[TASK GOAL]:
Every line in the data below that includes "metal" belongs in the answer, copied as it stands.

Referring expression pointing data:
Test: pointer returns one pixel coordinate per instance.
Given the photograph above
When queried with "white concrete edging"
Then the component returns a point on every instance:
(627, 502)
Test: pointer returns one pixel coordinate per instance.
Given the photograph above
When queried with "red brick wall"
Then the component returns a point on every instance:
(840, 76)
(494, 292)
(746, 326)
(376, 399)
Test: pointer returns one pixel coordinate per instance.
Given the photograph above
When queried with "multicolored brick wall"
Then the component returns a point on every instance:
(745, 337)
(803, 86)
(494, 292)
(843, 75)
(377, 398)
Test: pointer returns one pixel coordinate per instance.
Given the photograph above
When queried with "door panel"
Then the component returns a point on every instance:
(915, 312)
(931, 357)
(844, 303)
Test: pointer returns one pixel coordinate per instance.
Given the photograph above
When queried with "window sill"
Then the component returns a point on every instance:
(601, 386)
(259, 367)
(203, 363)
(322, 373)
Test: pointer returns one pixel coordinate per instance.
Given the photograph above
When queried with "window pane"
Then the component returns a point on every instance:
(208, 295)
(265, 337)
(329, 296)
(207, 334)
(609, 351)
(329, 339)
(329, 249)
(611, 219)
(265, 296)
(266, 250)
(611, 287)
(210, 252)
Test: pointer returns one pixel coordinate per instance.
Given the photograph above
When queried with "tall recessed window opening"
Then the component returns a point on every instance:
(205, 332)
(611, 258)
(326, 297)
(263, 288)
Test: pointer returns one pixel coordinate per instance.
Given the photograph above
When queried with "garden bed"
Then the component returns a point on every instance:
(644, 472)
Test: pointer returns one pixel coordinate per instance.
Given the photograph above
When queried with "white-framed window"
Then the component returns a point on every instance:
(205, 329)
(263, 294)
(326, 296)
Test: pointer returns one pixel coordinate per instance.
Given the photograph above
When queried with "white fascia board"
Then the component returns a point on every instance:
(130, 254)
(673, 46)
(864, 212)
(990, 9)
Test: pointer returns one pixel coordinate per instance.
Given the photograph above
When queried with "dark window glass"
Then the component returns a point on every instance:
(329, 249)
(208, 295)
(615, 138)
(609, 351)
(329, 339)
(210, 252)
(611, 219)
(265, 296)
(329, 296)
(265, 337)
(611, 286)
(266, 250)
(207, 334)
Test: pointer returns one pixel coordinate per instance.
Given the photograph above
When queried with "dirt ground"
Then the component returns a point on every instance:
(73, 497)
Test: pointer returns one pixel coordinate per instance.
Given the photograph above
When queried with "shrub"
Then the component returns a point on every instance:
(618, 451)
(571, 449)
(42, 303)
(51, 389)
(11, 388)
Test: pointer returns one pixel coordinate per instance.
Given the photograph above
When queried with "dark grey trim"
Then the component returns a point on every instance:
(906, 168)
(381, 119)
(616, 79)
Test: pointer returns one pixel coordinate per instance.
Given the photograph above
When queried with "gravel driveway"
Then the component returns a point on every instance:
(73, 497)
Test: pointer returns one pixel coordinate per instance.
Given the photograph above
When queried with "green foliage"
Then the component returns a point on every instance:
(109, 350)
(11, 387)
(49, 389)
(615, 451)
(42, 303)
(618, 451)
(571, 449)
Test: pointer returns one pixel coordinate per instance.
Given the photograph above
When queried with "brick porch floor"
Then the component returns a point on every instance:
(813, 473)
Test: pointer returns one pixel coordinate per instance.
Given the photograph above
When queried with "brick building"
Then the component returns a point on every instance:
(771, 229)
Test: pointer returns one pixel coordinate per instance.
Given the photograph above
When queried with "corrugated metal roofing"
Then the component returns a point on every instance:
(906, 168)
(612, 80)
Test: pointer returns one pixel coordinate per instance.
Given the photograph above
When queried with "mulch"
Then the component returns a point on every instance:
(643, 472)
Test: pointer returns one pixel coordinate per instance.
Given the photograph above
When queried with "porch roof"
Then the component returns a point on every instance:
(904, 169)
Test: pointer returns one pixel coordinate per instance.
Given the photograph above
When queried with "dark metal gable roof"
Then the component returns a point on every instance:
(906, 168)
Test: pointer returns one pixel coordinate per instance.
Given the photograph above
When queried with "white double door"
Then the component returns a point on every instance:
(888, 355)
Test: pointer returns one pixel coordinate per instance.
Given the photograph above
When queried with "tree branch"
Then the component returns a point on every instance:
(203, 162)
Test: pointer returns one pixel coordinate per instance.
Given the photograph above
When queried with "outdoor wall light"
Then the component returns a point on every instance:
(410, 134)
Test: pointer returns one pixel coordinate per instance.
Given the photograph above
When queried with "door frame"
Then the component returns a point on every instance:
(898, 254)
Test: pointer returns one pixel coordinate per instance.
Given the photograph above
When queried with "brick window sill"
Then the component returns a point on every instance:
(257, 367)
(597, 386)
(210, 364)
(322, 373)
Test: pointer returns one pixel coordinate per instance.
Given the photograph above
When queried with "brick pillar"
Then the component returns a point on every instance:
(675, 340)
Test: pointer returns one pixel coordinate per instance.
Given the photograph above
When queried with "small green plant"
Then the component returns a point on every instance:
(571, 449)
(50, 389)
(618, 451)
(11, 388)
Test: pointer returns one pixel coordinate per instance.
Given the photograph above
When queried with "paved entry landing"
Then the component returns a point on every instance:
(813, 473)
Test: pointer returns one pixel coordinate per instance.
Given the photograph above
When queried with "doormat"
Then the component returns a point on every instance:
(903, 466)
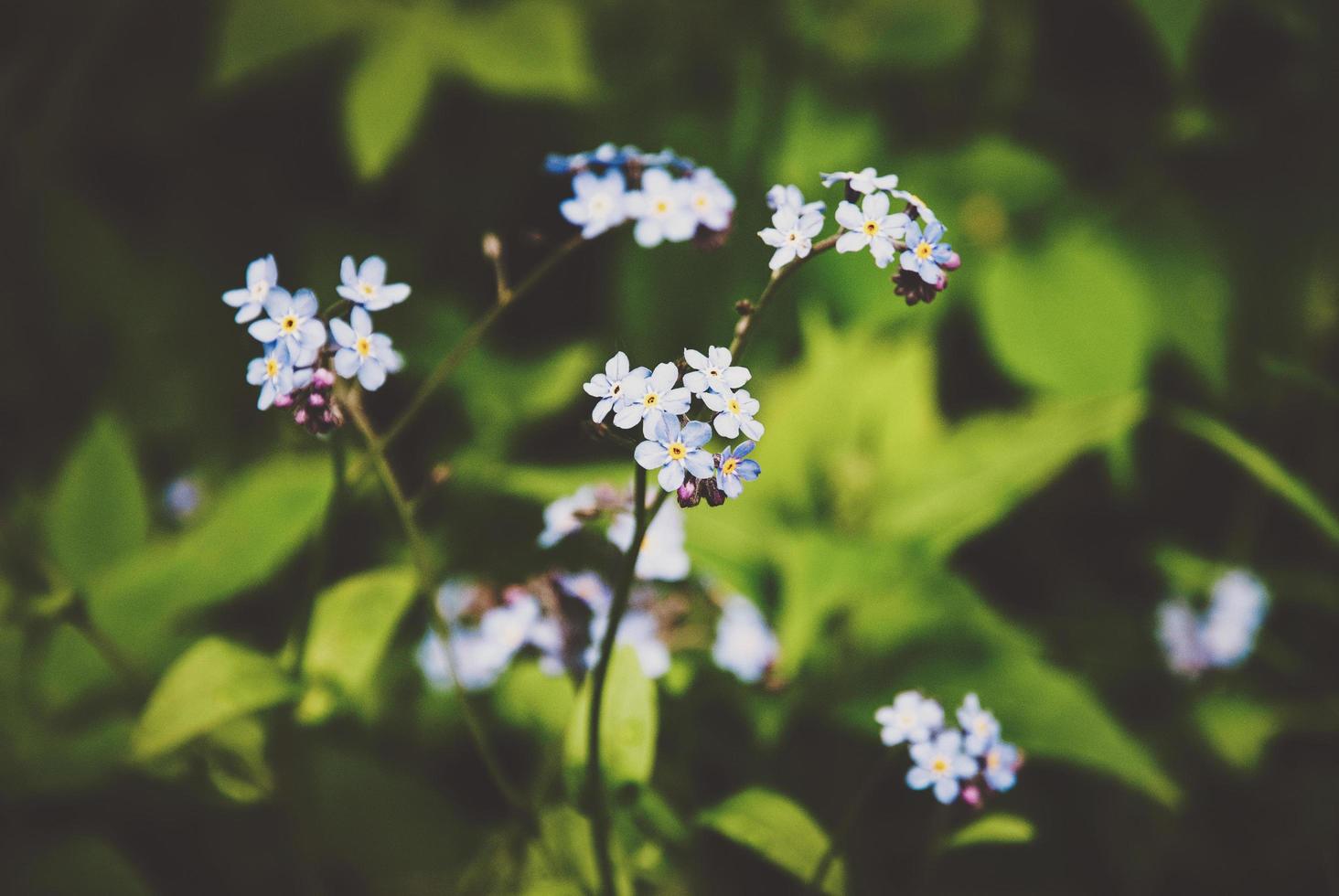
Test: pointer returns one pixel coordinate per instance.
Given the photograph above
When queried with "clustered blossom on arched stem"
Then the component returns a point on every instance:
(299, 360)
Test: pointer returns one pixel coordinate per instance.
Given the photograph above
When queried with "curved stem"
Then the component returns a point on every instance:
(441, 625)
(595, 773)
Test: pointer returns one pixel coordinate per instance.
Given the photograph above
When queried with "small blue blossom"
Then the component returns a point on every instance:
(911, 718)
(744, 645)
(262, 277)
(612, 386)
(978, 725)
(677, 452)
(366, 354)
(600, 202)
(292, 322)
(366, 284)
(999, 766)
(940, 763)
(924, 252)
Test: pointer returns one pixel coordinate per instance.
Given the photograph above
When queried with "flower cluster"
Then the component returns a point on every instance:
(674, 445)
(294, 368)
(667, 197)
(961, 763)
(866, 222)
(1220, 638)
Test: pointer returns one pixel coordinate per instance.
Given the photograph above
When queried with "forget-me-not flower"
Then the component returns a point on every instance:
(611, 388)
(677, 452)
(744, 645)
(735, 412)
(911, 718)
(871, 225)
(791, 235)
(652, 398)
(940, 763)
(978, 725)
(366, 354)
(262, 277)
(712, 371)
(661, 208)
(292, 322)
(366, 284)
(862, 181)
(924, 252)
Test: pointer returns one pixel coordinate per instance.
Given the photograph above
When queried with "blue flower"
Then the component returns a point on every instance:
(675, 452)
(363, 352)
(978, 725)
(999, 765)
(262, 277)
(274, 374)
(940, 763)
(366, 284)
(292, 322)
(924, 252)
(733, 470)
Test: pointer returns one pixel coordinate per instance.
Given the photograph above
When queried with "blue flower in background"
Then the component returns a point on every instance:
(262, 277)
(978, 725)
(292, 322)
(677, 452)
(366, 284)
(940, 763)
(924, 252)
(366, 354)
(734, 470)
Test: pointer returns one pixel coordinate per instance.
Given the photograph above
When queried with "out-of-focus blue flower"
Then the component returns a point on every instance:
(637, 630)
(292, 322)
(661, 556)
(789, 197)
(710, 199)
(999, 766)
(734, 470)
(911, 718)
(675, 452)
(611, 388)
(262, 277)
(940, 763)
(744, 645)
(712, 371)
(600, 202)
(978, 725)
(366, 284)
(924, 252)
(661, 208)
(1237, 604)
(862, 181)
(871, 225)
(652, 400)
(734, 412)
(364, 354)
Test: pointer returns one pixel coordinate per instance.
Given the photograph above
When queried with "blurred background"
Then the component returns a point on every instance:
(1129, 388)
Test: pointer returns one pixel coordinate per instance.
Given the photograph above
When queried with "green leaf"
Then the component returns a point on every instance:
(1237, 729)
(995, 828)
(1074, 317)
(98, 512)
(256, 525)
(352, 624)
(1267, 472)
(779, 830)
(213, 683)
(627, 725)
(387, 97)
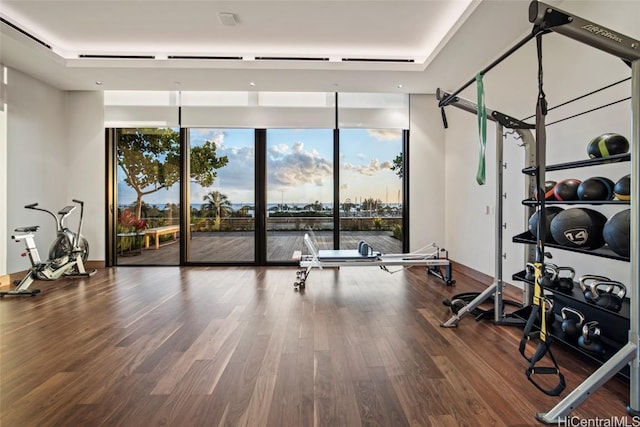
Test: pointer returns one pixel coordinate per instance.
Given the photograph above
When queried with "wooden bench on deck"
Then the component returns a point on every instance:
(160, 231)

[EXERCISE OUTPUT]:
When queried with "corrugated metal roofing"
When queried with "dark metal gable roof"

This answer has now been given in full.